Task requirements ▸
What lines in the following entries hold the word "twig"? Copy each one.

* * * *

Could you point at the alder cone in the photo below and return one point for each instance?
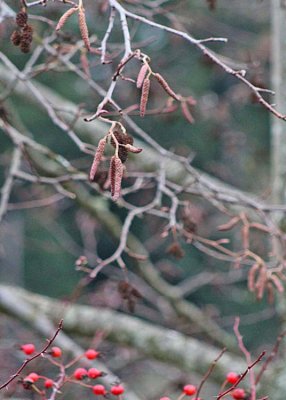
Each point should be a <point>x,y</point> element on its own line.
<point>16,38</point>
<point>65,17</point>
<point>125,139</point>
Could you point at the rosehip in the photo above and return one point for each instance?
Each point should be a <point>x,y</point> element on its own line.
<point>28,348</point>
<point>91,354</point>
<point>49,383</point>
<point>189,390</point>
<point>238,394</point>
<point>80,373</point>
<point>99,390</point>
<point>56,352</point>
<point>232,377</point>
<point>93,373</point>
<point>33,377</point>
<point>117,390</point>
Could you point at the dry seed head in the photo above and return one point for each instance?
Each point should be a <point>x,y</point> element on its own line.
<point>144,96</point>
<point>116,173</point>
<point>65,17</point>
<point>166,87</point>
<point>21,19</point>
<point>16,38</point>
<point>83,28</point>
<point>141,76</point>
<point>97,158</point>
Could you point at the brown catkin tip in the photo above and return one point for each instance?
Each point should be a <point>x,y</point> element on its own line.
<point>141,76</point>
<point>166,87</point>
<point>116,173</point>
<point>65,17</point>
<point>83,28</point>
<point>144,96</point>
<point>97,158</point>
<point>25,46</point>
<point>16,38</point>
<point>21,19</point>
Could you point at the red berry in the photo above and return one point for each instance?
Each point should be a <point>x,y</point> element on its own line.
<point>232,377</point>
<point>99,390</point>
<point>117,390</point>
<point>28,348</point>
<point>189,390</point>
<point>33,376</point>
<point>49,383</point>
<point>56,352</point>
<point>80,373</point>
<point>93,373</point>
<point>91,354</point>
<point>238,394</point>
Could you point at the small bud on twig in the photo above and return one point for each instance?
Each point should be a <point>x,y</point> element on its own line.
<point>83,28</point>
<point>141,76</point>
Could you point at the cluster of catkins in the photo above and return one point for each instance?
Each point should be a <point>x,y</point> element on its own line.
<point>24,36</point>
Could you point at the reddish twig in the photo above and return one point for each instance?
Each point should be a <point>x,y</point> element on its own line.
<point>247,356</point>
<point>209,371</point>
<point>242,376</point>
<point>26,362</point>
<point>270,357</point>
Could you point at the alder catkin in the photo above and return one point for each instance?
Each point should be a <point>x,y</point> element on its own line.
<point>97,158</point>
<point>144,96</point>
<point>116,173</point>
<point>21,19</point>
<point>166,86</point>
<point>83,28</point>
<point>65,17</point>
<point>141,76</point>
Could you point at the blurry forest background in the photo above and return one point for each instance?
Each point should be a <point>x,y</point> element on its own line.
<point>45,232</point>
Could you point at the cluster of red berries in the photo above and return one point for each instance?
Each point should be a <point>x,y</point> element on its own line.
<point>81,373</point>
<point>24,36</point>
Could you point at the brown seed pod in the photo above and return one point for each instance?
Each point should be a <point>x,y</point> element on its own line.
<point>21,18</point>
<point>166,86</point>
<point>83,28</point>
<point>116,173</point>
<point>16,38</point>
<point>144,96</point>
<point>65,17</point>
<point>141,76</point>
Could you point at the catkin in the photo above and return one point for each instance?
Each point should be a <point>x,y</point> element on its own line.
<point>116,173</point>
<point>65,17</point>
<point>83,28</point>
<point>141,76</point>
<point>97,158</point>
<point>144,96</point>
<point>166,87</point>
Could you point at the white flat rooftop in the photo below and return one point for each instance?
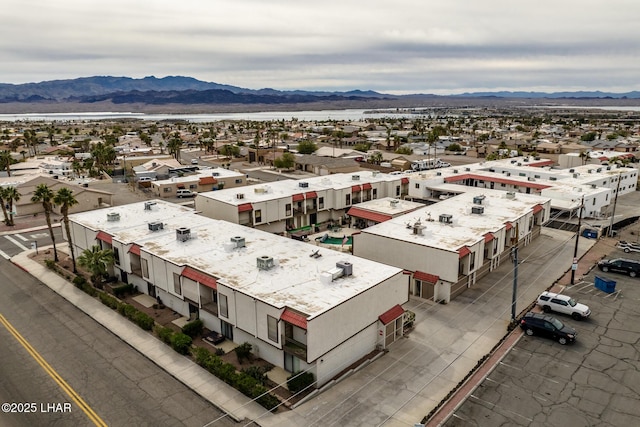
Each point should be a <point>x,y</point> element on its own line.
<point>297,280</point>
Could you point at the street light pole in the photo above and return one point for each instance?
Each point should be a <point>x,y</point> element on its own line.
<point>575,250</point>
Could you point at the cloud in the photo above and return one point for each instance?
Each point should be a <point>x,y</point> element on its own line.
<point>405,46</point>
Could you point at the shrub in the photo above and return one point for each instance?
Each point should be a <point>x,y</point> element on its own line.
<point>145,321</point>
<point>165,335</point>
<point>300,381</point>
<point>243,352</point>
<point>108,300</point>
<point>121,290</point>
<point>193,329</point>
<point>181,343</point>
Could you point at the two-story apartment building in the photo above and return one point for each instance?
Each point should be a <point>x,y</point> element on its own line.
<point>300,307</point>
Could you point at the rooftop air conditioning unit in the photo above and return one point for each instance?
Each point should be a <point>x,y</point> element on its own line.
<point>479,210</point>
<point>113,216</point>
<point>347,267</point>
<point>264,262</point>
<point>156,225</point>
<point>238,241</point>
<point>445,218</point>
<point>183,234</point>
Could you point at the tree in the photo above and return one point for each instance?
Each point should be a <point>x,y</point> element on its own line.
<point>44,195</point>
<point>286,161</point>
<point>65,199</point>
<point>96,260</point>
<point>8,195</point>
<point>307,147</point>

* * * *

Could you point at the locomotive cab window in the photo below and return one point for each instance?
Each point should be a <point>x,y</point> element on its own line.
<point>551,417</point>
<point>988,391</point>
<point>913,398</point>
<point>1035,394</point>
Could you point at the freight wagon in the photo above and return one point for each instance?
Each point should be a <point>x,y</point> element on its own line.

* * * *

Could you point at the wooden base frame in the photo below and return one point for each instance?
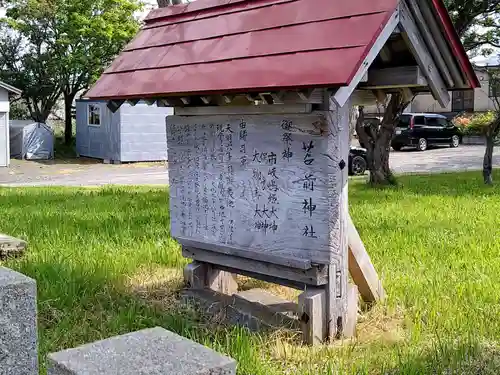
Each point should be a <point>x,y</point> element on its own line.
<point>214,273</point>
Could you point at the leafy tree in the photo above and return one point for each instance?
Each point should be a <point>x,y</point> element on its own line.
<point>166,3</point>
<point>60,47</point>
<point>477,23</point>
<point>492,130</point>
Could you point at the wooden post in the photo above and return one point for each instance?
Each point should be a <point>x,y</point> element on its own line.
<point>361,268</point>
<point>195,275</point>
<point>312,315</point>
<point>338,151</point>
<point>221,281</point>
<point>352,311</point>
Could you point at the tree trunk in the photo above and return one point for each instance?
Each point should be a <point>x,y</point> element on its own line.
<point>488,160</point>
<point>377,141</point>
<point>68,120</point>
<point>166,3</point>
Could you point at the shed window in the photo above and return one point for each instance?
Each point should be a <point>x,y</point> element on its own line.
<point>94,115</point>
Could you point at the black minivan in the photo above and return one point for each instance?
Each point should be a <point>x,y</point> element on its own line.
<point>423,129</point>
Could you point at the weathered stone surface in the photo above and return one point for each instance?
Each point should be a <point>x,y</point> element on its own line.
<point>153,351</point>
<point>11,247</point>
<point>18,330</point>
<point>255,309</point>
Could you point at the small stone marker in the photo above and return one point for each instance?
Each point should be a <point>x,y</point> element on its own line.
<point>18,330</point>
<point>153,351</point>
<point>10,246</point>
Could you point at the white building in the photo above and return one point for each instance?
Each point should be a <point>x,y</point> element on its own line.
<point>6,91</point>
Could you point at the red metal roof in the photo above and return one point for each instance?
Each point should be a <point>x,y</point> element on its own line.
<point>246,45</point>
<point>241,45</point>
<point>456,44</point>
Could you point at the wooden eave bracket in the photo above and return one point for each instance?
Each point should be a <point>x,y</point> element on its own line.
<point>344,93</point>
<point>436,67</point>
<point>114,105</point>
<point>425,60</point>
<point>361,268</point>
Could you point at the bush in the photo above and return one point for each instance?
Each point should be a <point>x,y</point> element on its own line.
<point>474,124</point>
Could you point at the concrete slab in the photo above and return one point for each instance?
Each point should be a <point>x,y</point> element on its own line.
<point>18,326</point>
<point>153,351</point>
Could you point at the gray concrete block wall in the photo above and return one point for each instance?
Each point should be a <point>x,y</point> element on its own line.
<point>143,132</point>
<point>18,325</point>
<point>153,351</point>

* * * *

Task output ▸
Could you point at the small bud on twig in the photo above and return one point for each instance?
Could you point at the reddish twig in the photo above and return one point for each instance?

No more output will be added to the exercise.